[Fragmento]
--
Tiene razón Carlos Cuerpo, el ministro de economía, cuando sostiene con cierta ufanía que la oposición no le pregunta nunca en el parlamento precisamente porque la economía va bien, España tira como un cohete y esa evidencia les enturbia el relato de hecatombe nacional diaria sobre el cual construyen su estrategia. Si no creen al ministro, ahí tienen los datos; sin ir más lejos, ahí está el número de superricos. Acabamos de batir el récord nacional y vamos camino de aspirar seriamente a competir por la plusmarca europea.
Dicen los datos de la Agencia Tributaria que, en 2022, había en España 852 personas con un patrimonio de más de treinta millones de euros; un 2.5% más que el ejercicio anterior. Aunque debe de haber unos cuantos miles más y la economía debe estar mucho más sumergida de lo que parece si uno cuenta la cantidad de dueños de Lamborghinis que, en las redes sociales, se han sentido amenazados por el dilema de Pedro Sánchez entre transporte público y Lamborghini o directamente le han desafiado a intentar incautárselo.
--
[Datos proporcionados]
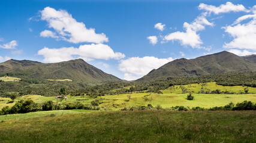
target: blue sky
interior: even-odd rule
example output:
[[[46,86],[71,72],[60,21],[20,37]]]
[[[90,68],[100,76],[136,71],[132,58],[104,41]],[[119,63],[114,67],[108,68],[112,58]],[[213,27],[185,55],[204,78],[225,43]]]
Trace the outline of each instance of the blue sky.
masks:
[[[2,1],[0,62],[81,58],[121,79],[224,50],[256,53],[254,1]]]

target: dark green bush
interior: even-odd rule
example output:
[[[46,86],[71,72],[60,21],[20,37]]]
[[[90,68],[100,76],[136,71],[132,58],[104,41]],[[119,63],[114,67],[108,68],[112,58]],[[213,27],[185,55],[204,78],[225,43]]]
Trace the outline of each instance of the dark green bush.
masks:
[[[186,99],[188,100],[194,100],[194,96],[192,96],[191,94],[188,95],[188,96],[186,96]]]
[[[54,105],[52,101],[49,101],[44,102],[43,104],[43,111],[49,111],[54,110]]]

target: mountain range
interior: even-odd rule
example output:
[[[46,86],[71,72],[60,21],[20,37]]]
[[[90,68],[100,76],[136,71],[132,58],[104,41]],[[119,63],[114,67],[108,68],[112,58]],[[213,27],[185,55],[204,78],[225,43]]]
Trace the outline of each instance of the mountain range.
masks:
[[[256,55],[239,57],[222,51],[194,59],[175,60],[158,69],[152,70],[137,81],[243,71],[256,72]],[[82,59],[56,63],[10,60],[0,63],[0,75],[38,80],[70,79],[88,85],[124,81],[88,64]]]
[[[232,72],[256,71],[256,55],[239,57],[222,51],[194,59],[180,58],[153,69],[137,80],[168,77],[197,76]]]
[[[10,60],[0,63],[0,74],[38,80],[69,79],[89,85],[122,81],[88,64],[82,59],[56,63]]]

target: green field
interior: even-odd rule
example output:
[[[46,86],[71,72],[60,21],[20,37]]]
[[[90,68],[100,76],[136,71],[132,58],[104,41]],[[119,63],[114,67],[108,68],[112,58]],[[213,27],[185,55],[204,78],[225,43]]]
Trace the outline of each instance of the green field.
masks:
[[[68,99],[61,100],[58,99],[58,103],[68,104],[76,101],[80,102],[85,104],[91,104],[94,100],[98,100],[100,102],[100,107],[105,110],[118,110],[125,107],[132,107],[133,106],[147,106],[151,104],[153,107],[158,105],[163,108],[168,108],[175,106],[189,107],[190,108],[200,107],[204,108],[210,108],[216,106],[224,106],[230,102],[234,104],[242,102],[245,100],[256,102],[256,88],[248,87],[249,94],[195,94],[202,89],[216,90],[219,89],[221,91],[231,91],[239,92],[246,88],[242,86],[227,86],[218,85],[214,82],[204,84],[190,84],[183,85],[188,89],[188,92],[190,92],[194,97],[194,100],[190,101],[186,100],[188,93],[182,94],[180,86],[173,86],[169,88],[162,90],[164,93],[154,94],[144,91],[143,93],[132,92],[129,94],[120,94],[98,97],[96,98],[91,98],[87,95],[83,96],[71,96],[68,95]],[[131,95],[131,99],[128,100],[127,95]],[[11,107],[16,102],[20,100],[32,100],[37,103],[43,103],[48,101],[53,101],[56,104],[57,100],[55,97],[43,97],[37,95],[25,95],[18,97],[13,102],[10,102],[11,100],[9,98],[0,98],[0,109],[5,106]]]
[[[0,120],[1,142],[255,142],[256,112],[63,111]],[[47,114],[44,114],[47,113]],[[57,114],[57,113],[58,113]],[[56,115],[55,115],[56,114]],[[2,119],[5,116],[0,116]]]
[[[11,76],[2,76],[0,77],[0,80],[4,80],[4,82],[19,82],[22,79]]]
[[[72,80],[69,79],[46,79],[48,81],[59,81],[59,82],[65,82],[65,81],[68,81],[68,82],[72,82]]]

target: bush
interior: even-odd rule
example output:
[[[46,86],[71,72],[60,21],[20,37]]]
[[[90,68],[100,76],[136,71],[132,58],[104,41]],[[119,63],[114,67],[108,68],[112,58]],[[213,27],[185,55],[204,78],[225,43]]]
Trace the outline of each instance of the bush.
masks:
--
[Ejercicio] Transcribe completo el fragmento sobre los superricos en España, sin alterar ni una palabra ni un signo.

[Resultado]
Tiene razón Carlos Cuerpo, el ministro de economía, cuando sostiene con cierta ufanía que la oposición no le pregunta nunca en el parlamento precisamente porque la economía va bien, España tira como un cohete y esa evidencia les enturbia el relato de hecatombe nacional diaria sobre el cual construyen su estrategia. Si no creen al ministro, ahí tienen los datos; sin ir más lejos, ahí está el número de superricos. Acabamos de batir el récord nacional y vamos camino de aspirar seriamente a competir por la plusmarca europea.
Dicen los datos de la Agencia Tributaria que, en 2022, había en España 852 personas con un patrimonio de más de treinta millones de euros; un 2.5% más que el ejercicio anterior. Aunque debe de haber unos cuantos miles más y la economía debe estar mucho más sumergida de lo que parece si uno cuenta la cantidad de dueños de Lamborghinis que, en las redes sociales, se han sentido amenazados por el dilema de Pedro Sánchez entre transporte público y Lamborghini o directamente le han desafiado a intentar incautárselo.